Return, from the lines below, each one that includes the word "sample".

#### PROVIDED RECORDS
▼
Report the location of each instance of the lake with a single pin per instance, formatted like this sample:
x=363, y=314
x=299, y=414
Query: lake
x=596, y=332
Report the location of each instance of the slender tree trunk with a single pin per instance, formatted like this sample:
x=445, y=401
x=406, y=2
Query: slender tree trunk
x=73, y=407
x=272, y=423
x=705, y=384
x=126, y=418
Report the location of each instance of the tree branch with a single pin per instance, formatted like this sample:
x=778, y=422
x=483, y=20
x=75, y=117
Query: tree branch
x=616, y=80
▲
▼
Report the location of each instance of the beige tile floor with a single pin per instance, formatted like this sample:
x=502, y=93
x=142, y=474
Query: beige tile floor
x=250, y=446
▲
#### REPLY TO THE TASK
Report the location of each instance of the lake with a single pin per instance, formatted like this sample:
Report the location of each instance of the slender tree trunk with a single pin per instance, formatted like this sample:
Report the location of each instance of the tree branch with a single pin per instance, formatted like this sample:
Report the location of each instance of the beige tile floor with a single pin per instance, formatted like this sample:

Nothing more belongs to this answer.